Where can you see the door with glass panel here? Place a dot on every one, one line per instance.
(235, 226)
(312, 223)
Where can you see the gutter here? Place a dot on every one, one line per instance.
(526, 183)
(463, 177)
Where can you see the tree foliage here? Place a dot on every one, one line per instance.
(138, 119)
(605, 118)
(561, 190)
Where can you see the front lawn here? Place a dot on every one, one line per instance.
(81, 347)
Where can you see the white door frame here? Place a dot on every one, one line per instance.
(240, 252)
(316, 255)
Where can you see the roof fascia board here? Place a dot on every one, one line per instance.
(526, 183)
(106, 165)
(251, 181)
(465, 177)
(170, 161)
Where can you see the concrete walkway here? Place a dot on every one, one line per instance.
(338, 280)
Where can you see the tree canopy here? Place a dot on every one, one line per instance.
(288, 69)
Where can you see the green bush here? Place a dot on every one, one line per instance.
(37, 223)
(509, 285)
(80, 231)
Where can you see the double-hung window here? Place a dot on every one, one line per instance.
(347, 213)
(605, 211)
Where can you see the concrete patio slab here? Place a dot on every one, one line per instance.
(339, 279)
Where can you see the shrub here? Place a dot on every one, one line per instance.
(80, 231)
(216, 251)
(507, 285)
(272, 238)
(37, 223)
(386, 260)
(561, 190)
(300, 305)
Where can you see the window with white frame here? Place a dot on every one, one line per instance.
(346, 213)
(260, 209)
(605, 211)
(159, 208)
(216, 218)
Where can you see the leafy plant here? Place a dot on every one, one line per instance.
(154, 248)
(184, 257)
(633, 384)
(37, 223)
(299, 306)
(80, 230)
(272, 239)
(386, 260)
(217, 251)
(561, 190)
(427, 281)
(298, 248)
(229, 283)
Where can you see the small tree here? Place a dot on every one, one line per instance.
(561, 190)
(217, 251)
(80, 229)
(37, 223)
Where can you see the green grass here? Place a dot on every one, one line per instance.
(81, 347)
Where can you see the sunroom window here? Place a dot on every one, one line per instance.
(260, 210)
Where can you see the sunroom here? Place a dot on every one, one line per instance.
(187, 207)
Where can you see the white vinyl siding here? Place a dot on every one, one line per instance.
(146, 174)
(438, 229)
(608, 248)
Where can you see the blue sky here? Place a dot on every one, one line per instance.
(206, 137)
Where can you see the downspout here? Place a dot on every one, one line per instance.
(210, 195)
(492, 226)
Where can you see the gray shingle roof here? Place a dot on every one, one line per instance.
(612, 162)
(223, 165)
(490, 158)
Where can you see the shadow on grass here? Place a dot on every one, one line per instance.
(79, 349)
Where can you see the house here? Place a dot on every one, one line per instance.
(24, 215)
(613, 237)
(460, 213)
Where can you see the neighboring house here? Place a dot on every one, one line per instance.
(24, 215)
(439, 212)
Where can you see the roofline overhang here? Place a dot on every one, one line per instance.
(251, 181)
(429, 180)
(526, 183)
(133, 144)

TO DO: A verbatim copy of every entry is required.

ANSWER TO THE EXERCISE:
Where can you see the door with glass panel here? Place a dot on every one, one line per instance.
(235, 226)
(312, 223)
Where can you see the gutter here? Place a dot on every one, one line per instance.
(526, 183)
(463, 177)
Where can you see the tree foliage here? Place a dot on every one, one line per instance.
(138, 119)
(605, 118)
(561, 190)
Where can you see the front lawn here? Place a dot on every one, one line per instance.
(81, 347)
Where can you see the white door frame here? Place a dot on every one, one line per instance.
(240, 252)
(316, 255)
Where can you see the roof fascia board here? Place a dot on every one, one line per instance.
(526, 183)
(106, 165)
(251, 181)
(465, 177)
(170, 161)
Where can you see the concrete walkway here? Place a dot on every one, one line per instance.
(338, 280)
Where can you see the tree canopy here? Place a dot on every one, one line per instance.
(288, 69)
Where can you see the green bush here? Place a dot on every one, one line per instance.
(37, 223)
(509, 285)
(80, 231)
Where can you see the double-hung window here? Place a dot on every one, one line per instance.
(347, 213)
(605, 211)
Where can you see the concrete patio slab here? Place a dot on every one, one line per instance.
(339, 279)
Where can you see the shrub here? Place a dot on every one, one line per instance.
(80, 231)
(216, 251)
(507, 285)
(272, 238)
(37, 223)
(386, 260)
(561, 190)
(300, 305)
Where can you see the window with white frame here? Place a dot on every one, one line per instance.
(346, 213)
(260, 209)
(605, 211)
(159, 208)
(216, 218)
Where can you see the leafy plant here? Place a dot on every one, one line per instance.
(154, 248)
(184, 257)
(633, 384)
(37, 223)
(299, 306)
(80, 230)
(272, 239)
(386, 260)
(217, 251)
(561, 190)
(427, 281)
(298, 248)
(229, 283)
Where can you see the small tree here? Place a dot on every one, one line per instance.
(561, 190)
(217, 251)
(80, 229)
(37, 223)
Where can you see the green grass here? Place a dot on every one, one line per instance.
(81, 347)
Where can you see the sunroom window here? Place a dot on every one, one line per instance.
(260, 210)
Where can you see the sunroom here? Place a dot on every one, one line per instance.
(187, 207)
Where can you see the white vinyl siding here? Place a dot on every one, one line per instance.
(146, 174)
(438, 229)
(608, 248)
Where can you see the blue sky here? Place a dot on every one, one line per instance.
(206, 137)
Where can you see the downspout here? Place a dot on every one, one line per instance.
(210, 195)
(492, 226)
Where can you see the gray shingle roof here? Place a dot on every one, one line per instance.
(612, 162)
(223, 165)
(490, 158)
Where can you see the shadow on grass here? Place a dot on every one, one line per instance.
(79, 349)
Where can you see the house here? Place a dot on every one, one line per instance.
(24, 215)
(613, 237)
(460, 213)
Where can you see the neighboring house here? Place a dot on every one, one line per instance.
(24, 215)
(439, 212)
Where can you see the roofline overhang here? Place a dot on every one, one line per instance.
(251, 181)
(429, 180)
(526, 183)
(133, 144)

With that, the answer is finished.